Food, Energy, and Obesity – Kevin Hall, NIH Physicist


>>So I’m Dr. Kevin Hall,
I’m at the National Institute of Diabetes, Digestive,
and Kidney Disease here at the National Institutes
of Health. Okay. My favorite part of my job
is being able to come into work and work with a diverse
team of folks all focusing on an important problem. So.>>Hey guys!>>Hey!>>What are you guys up to?>>Just checking out some of
our results from the model.>>One of the unique features
about being at the NIH is that we can both do sort of more
basic research on, you know, for example, computational
modeling and then use that model to design new clinical
experiments which we can also conduct
or collaborate with folks at the clinical center to actually start our
model predictions, and basically improve
our understanding of the overall system.>>I’m a postdoctoral fellow and
I’m working with Dr. Kevin Hall and we’re working on an
obesity study looking at diet. As most people know, obesity’s
been on the rise and one of the questions is: what’s
the best way to lose weight? And our study is looking
at taking two nutrients: reduced carbohydrate versus reduced fat while
keeping the protein the same and seeing how it
affects the metabolism. Because people want to know what
kind of diet should they be on?>>Food availability,
per capita, in the U.S., has gone up by a thousand
calories a day per person since the 1970’s. Well, you only ate 250 of
those extra thousand calories. I think it’s a really
interesting question as why didn’t we eat more of
that extra thousand calories, in fact, we’ve wasted
the 750 calories. So, in fact, food waste has gone up by 50 percent
since the 170’s.>>So, essentially
what we’re trying to do is create a tool that’s
inexpensive and easy to use. So that all you have to do is
measure somebody’s body weight and then you can figure out how
much they change their energy intake by. So, what these plots are is sort
of the analysis of the results from our model and what we’re
doing is we’re comparing it to data from an actual
clinical study where we know exactly how
much these people were eating, so we can sort of validate
the model in that manner.>>We’re in the patient’s
room right now, in the metabolic unit, this is where they stay for
their two weeks. And this is a test of
resting energy expenditure. We measure the patient’s
breathing for about a 15 to
20 minute period. And what we do is we measure
the CO, ratio of CO2 production to oxygen consumption, and from
that, we can get an estimate of what they’re resting
energy expenditure is and we can also get
an estimate of the RQ, or the respiratory quotient, which will tell us what
macronutrients specifically they’re burning.>>I’ve learned a lot so far, just the two days
that I’ve been here.>>[Laughing] You got another
several days left, right?>>Right. Right. Just the two days that I’ve
been here I, I’ve learned a lot about my body and being
as though both sides of my family are heavy on
diabetes, they didn’t want, they wanted me to try to lose
weight to make it better for me and [pause] just to be
healthy so nothing will happen, because I have two little boys.

Dataset entries:
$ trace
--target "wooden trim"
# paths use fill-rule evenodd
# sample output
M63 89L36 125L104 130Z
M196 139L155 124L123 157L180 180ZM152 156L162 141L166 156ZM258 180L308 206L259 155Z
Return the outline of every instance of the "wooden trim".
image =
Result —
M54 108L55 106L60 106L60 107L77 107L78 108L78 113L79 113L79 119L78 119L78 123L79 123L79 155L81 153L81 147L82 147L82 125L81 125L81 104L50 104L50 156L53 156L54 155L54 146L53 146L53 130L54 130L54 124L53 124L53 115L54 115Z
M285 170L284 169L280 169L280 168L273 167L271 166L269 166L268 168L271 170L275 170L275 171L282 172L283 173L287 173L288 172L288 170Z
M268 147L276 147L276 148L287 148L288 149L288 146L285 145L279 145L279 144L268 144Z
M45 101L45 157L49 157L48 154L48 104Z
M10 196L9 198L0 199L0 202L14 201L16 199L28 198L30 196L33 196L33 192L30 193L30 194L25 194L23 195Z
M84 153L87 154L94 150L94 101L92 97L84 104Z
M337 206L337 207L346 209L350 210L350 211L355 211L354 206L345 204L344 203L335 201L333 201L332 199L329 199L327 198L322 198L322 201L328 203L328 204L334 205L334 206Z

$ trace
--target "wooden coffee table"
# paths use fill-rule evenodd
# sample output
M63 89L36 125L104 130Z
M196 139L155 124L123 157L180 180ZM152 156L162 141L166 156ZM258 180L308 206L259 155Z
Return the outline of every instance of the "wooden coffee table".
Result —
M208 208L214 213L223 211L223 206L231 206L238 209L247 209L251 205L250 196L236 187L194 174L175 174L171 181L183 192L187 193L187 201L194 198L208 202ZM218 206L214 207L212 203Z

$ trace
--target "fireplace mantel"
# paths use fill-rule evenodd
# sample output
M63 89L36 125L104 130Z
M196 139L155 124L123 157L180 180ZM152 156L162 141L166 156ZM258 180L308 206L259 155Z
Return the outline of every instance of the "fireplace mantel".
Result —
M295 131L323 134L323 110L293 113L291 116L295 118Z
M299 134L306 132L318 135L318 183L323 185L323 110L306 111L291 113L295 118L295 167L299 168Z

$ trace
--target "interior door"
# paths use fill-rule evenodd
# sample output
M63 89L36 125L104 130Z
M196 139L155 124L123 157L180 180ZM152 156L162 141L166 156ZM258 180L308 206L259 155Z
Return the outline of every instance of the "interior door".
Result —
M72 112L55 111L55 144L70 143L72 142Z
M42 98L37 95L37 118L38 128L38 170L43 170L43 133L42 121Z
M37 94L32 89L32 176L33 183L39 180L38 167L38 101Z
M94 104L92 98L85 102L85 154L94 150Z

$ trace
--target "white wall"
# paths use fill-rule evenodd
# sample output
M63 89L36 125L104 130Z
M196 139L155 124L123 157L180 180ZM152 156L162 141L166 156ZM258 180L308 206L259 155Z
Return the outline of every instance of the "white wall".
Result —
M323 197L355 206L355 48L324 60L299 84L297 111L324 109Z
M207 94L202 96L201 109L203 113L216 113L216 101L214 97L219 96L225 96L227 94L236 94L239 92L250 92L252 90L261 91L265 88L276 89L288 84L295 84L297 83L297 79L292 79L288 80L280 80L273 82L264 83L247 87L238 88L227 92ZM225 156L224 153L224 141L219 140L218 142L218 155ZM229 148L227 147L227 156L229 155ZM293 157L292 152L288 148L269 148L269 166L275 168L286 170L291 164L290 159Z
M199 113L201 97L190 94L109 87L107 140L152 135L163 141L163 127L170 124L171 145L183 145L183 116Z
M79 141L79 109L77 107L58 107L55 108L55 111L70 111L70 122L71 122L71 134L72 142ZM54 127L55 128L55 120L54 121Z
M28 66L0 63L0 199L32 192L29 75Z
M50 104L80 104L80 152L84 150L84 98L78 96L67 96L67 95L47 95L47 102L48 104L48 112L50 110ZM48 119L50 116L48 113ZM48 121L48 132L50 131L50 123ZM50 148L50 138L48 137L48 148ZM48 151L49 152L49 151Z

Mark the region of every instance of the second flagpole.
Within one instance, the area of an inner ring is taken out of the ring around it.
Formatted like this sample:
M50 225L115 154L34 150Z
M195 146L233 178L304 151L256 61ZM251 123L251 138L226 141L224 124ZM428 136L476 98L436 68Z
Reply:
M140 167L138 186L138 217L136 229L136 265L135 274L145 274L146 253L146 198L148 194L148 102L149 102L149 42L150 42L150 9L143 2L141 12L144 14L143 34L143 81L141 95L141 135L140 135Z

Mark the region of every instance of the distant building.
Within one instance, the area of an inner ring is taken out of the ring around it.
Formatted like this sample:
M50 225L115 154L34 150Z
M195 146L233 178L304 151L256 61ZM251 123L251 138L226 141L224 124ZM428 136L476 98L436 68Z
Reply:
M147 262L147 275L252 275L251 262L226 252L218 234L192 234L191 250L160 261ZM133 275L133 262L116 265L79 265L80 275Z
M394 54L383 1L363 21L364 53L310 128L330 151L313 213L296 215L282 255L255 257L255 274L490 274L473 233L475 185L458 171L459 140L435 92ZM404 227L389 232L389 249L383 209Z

Exercise instructions: Using the transcript on food, energy, and obesity, list each food component that the diet study either reduces or keeps the same.

Finished exercise:
- Carbohydrate (reduced)
- Fat (reduced)
- Protein (kept the same)